| TASK TO CARRY OUT |
In the data below, which lines hold "horse"? Copy every one.

LISTED RECORDS START

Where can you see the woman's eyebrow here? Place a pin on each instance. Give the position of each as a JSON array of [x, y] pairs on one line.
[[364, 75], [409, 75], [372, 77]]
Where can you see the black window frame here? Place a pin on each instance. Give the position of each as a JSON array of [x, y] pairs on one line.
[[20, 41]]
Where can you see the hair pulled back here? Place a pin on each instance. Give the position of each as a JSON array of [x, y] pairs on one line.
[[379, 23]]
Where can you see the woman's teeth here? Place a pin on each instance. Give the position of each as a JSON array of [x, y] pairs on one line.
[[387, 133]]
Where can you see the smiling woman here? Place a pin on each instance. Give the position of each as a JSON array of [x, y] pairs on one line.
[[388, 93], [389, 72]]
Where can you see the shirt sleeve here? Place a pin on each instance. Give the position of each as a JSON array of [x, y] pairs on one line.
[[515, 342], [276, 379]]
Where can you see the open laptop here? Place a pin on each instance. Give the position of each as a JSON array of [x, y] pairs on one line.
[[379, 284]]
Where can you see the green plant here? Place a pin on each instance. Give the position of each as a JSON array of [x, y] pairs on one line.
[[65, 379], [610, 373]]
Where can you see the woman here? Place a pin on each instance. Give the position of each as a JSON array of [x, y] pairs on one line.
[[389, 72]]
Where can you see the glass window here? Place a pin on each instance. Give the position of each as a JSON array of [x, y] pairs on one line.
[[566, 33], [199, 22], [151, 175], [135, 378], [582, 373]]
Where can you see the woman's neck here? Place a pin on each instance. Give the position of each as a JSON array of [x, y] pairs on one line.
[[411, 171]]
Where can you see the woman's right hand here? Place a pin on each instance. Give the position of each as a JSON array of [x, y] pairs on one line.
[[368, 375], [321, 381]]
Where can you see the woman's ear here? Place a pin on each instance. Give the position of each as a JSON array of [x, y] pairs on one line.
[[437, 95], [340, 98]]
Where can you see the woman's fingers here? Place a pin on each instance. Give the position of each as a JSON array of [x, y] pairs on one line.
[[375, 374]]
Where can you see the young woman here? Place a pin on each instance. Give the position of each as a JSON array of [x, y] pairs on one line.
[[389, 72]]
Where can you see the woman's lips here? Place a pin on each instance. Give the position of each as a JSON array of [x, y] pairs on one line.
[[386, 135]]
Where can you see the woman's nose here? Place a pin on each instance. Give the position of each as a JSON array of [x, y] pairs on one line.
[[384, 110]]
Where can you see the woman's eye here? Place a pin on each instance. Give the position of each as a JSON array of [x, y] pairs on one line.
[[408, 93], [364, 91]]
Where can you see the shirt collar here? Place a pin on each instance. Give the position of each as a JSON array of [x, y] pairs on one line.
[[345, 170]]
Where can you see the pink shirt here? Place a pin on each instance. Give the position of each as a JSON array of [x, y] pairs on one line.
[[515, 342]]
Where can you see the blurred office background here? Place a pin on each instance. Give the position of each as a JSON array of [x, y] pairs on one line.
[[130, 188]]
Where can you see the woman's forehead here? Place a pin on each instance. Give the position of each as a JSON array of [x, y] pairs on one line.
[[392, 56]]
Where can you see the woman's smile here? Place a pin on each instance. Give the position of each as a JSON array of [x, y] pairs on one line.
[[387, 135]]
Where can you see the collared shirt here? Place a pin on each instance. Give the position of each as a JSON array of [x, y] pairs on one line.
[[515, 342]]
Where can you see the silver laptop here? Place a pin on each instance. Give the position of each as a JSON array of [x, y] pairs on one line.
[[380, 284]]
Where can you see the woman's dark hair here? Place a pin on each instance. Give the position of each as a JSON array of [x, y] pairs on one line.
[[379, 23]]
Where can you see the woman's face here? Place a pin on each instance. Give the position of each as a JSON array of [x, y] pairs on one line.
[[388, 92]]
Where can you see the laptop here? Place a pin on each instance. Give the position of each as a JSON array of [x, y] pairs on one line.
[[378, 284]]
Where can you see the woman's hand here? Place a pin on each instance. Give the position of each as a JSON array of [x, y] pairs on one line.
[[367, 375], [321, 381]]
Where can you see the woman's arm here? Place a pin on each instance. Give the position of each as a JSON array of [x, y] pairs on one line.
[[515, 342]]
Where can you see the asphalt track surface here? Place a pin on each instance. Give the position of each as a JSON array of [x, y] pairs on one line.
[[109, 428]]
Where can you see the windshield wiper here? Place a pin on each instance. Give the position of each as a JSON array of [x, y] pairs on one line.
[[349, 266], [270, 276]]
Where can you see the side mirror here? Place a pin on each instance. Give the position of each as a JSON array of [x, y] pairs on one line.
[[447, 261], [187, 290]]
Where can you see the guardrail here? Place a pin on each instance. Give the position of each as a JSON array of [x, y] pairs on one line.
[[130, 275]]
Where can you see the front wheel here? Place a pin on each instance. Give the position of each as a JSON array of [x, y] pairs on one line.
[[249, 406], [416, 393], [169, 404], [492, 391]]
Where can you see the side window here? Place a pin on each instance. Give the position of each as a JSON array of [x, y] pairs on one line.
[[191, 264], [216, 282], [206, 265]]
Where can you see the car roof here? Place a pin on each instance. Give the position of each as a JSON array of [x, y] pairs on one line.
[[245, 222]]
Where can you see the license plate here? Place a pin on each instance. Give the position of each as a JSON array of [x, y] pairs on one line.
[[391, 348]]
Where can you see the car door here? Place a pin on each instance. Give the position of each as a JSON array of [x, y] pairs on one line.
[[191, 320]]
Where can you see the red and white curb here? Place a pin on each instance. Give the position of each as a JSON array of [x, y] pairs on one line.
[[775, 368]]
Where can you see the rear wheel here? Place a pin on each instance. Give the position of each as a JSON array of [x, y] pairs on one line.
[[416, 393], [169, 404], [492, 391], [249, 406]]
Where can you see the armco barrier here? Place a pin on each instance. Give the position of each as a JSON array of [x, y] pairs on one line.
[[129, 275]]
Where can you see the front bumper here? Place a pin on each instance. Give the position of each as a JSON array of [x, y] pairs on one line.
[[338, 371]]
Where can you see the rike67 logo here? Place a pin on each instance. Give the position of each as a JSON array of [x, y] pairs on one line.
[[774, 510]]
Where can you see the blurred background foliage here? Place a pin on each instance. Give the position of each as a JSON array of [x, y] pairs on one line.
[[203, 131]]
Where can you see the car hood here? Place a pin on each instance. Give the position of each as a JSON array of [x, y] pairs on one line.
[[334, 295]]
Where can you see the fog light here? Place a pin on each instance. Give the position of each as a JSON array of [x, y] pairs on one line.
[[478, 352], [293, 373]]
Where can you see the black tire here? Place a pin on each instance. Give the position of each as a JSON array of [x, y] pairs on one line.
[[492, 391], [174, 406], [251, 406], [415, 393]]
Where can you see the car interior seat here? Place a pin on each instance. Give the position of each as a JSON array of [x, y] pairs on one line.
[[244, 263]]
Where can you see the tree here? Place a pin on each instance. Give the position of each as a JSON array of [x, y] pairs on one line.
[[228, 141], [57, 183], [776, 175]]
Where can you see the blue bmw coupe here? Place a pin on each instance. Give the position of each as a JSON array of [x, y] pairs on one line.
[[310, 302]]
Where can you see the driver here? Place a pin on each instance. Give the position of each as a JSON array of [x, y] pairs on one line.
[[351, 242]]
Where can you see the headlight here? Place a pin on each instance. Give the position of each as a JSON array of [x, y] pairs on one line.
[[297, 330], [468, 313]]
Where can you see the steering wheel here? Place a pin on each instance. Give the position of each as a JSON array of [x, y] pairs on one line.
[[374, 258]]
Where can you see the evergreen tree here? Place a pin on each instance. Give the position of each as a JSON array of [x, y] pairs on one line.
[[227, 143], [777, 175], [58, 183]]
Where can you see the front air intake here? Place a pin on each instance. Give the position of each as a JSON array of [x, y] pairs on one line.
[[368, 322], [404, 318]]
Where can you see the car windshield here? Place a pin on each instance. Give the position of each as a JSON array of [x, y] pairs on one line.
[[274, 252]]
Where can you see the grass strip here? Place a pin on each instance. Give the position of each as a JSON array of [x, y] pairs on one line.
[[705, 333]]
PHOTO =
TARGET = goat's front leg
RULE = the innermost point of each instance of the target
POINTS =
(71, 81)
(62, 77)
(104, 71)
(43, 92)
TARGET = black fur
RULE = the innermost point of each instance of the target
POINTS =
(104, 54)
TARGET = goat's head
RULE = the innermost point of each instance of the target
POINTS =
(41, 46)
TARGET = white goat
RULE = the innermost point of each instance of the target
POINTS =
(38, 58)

LISTED RECORDS END
LISTED RECORDS START

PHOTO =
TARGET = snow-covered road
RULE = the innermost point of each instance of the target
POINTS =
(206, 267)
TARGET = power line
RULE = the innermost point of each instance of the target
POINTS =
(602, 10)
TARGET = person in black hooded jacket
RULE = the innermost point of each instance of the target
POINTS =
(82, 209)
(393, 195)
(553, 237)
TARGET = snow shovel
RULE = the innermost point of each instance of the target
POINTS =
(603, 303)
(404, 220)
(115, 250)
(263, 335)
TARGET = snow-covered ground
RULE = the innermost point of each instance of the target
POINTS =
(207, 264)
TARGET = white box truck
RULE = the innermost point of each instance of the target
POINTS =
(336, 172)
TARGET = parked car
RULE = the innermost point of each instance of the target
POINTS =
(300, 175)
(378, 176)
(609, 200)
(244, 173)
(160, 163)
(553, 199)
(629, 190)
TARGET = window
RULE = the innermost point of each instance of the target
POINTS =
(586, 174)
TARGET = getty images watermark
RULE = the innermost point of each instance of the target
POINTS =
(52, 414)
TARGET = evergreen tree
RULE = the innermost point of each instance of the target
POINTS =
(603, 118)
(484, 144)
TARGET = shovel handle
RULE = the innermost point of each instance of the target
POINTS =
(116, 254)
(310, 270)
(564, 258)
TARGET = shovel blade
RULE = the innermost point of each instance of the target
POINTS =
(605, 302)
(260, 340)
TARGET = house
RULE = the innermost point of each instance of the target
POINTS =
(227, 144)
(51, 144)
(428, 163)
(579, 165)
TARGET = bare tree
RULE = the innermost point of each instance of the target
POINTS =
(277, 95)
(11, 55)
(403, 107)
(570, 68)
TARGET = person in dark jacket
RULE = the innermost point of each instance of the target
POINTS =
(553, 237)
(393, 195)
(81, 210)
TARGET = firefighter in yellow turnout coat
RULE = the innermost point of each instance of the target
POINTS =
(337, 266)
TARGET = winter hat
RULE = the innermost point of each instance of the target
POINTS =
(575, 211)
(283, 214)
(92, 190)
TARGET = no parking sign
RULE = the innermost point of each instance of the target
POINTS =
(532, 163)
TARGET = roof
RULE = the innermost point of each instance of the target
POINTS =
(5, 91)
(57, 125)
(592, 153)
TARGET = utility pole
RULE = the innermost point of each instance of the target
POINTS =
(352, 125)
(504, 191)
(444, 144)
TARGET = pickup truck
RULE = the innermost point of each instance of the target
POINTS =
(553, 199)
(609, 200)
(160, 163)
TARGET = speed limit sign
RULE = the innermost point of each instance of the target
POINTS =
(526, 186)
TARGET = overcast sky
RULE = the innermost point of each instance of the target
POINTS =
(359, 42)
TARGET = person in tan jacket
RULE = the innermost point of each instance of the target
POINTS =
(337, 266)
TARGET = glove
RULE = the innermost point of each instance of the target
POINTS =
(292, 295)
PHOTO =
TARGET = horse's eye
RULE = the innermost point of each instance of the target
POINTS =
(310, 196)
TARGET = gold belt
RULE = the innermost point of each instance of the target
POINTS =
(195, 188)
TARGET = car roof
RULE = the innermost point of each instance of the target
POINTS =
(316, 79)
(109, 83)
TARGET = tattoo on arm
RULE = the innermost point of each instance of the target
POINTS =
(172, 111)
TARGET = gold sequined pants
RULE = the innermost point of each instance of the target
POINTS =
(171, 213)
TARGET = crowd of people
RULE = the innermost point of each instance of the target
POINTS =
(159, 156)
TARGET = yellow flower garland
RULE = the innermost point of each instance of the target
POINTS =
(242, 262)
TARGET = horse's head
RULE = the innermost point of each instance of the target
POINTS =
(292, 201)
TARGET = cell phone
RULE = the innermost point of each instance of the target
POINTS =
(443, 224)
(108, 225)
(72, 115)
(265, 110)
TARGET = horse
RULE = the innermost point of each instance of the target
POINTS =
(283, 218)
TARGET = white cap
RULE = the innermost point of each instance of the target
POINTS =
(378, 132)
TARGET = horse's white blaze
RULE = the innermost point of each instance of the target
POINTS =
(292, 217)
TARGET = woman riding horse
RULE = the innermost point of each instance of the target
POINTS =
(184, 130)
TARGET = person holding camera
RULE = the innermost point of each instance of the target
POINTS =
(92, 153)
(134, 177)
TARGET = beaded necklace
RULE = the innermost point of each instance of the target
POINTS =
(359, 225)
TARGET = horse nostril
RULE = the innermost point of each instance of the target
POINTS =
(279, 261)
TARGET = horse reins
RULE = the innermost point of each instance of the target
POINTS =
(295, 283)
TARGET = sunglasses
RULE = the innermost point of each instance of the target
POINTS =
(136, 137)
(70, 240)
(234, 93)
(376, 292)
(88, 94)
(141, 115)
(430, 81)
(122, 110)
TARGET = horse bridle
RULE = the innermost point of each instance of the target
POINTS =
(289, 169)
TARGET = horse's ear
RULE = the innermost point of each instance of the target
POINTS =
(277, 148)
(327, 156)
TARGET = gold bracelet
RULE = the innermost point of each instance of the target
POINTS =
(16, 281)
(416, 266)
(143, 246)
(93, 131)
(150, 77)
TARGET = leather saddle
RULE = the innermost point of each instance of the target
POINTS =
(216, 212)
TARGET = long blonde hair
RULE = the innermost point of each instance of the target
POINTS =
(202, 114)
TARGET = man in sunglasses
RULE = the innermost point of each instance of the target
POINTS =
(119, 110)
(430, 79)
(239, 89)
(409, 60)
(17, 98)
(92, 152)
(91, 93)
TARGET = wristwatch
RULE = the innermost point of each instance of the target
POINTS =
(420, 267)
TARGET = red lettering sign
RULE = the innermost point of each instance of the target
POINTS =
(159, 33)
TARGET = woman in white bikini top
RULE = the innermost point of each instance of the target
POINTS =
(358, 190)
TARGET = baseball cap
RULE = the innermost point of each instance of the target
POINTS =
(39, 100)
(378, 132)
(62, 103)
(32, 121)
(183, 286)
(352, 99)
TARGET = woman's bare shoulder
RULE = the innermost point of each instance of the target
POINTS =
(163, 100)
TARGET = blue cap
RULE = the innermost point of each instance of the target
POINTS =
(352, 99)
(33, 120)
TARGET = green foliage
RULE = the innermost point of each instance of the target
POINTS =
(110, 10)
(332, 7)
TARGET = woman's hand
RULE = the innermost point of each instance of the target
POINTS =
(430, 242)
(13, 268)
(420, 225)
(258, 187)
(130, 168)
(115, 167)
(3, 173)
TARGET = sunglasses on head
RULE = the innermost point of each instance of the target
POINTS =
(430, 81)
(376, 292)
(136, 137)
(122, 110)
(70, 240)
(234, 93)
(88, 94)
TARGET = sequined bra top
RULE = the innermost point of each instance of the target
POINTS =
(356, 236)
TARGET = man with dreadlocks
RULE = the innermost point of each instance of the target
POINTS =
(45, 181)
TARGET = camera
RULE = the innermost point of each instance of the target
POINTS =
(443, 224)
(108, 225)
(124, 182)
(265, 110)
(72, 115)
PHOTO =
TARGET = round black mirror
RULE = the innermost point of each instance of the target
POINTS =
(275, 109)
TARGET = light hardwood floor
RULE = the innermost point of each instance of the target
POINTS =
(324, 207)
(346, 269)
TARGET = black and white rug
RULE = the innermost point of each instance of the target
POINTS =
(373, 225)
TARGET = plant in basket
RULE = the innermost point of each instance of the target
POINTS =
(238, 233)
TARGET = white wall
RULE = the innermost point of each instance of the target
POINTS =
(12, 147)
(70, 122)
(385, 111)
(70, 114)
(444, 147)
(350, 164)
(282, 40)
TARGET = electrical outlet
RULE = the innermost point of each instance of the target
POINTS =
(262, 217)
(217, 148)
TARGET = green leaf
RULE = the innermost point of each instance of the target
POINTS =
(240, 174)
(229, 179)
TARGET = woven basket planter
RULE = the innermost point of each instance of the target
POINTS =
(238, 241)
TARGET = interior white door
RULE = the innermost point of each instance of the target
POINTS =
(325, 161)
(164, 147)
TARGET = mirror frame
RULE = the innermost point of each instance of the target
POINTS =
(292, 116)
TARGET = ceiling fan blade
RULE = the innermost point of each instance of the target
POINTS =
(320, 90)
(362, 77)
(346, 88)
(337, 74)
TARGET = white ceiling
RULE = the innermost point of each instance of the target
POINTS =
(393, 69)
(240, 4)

LISTED RECORDS END

| PROBLEM SOLUTION |
TARGET = horse's eye
TARGET = horse's head
TARGET = horse
TARGET = horse's white blaze
TARGET = woman riding horse
TARGET = horse nostril
TARGET = horse reins
TARGET = horse bridle
TARGET = horse's ear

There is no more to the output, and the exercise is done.